TASK BRIEF:
Retype the listing in full. Change nothing.

PROVIDED INFORMATION:
%%

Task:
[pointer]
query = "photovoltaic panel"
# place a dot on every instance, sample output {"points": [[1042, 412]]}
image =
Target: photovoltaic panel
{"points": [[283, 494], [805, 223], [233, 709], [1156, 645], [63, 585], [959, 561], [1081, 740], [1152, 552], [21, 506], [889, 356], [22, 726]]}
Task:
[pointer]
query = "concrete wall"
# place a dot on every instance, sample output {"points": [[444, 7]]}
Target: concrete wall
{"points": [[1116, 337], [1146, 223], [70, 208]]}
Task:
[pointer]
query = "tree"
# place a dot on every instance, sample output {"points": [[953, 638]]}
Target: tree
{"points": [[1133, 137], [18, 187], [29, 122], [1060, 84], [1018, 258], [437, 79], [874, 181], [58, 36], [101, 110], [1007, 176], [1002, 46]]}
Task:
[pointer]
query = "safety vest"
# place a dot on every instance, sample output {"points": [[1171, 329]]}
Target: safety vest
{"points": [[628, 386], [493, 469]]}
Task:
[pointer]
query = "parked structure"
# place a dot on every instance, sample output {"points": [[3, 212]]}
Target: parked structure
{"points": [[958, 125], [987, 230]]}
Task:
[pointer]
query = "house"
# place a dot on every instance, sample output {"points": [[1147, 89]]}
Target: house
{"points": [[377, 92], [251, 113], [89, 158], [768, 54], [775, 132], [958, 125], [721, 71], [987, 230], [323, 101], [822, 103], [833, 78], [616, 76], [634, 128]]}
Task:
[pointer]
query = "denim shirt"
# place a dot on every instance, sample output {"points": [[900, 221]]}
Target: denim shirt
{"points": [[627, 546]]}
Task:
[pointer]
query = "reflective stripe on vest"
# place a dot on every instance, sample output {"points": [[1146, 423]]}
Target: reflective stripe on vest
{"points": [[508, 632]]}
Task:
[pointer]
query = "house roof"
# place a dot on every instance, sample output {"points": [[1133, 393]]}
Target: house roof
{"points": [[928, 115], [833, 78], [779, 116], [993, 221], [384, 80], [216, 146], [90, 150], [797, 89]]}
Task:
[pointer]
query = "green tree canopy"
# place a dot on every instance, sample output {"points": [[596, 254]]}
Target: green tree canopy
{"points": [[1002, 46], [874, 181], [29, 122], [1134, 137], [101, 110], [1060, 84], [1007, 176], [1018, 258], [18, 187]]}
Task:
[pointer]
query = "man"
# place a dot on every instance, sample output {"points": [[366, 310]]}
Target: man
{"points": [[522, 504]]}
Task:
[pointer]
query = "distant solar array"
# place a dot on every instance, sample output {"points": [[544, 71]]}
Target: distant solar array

%%

OUTPUT BELOW:
Task:
[pointer]
query = "photovoltaic panel"
# place a dot on every instance, sample output {"points": [[1042, 412]]}
image =
Target: photovoltaic panel
{"points": [[283, 494], [805, 223], [233, 709], [1156, 645], [63, 585], [959, 561], [1081, 740], [1152, 552], [21, 506], [889, 356], [22, 726]]}
Task:
[pointer]
query = "concrete wall"
# place a dot on every instance, sample output {"points": [[444, 7]]}
Target: concrete wall
{"points": [[1116, 337], [1146, 223], [70, 208]]}
Task:
[pointer]
query = "tree"
# place a dot on every instance, sample output {"points": [[953, 638]]}
Target: tree
{"points": [[1133, 137], [18, 187], [29, 122], [1060, 84], [1018, 258], [437, 79], [874, 181], [58, 36], [101, 110], [1007, 176], [1002, 46]]}
Task:
[pointer]
query = "safety vest"
# place a dot on every instance, sample output {"points": [[1171, 329]]}
Target: safety vest
{"points": [[628, 386], [493, 469]]}
Task:
[pointer]
query = "parked structure"
# place a dot on every instance, sample output {"points": [[3, 212]]}
Target: parked structure
{"points": [[958, 125], [987, 230]]}
Task:
[pointer]
query = "house"
# place a dot on every instance, sample output {"points": [[1147, 89]]}
Target: house
{"points": [[377, 92], [251, 113], [89, 158], [768, 54], [775, 132], [958, 125], [721, 71], [987, 230], [323, 101], [822, 103], [833, 78], [616, 76], [634, 128]]}
Task:
[pointer]
query = "denim shirt"
# place a dot on every instance, sample output {"points": [[900, 221]]}
Target: denim shirt
{"points": [[627, 546]]}
Task:
[pointer]
query = "reflective stripe on vest"
# place a dot on every instance, sample output {"points": [[1146, 423]]}
Target: reflective stripe on vest
{"points": [[508, 632]]}
Task:
[pointer]
query = "house roof"
# place a dot on every instance, sample output {"points": [[1133, 393]]}
Target: house roof
{"points": [[928, 115], [833, 78], [779, 116], [993, 221], [384, 80], [216, 146], [90, 150], [797, 89]]}
Task:
[pointer]
query = "green tree canopy"
# place a dot on every instance, sample output {"points": [[596, 254]]}
Target: green tree canopy
{"points": [[1002, 46], [874, 181], [29, 122], [1134, 137], [101, 110], [1060, 84], [1007, 176], [1018, 258], [18, 187]]}
Task:
[pointer]
query = "man"
# place a dot on every instance, sample output {"points": [[366, 310]]}
Target: man
{"points": [[522, 504]]}
Task:
[pointer]
query = "distant solar array"
# place a dot on every instance, sample output {"points": [[544, 71]]}
Target: distant solar array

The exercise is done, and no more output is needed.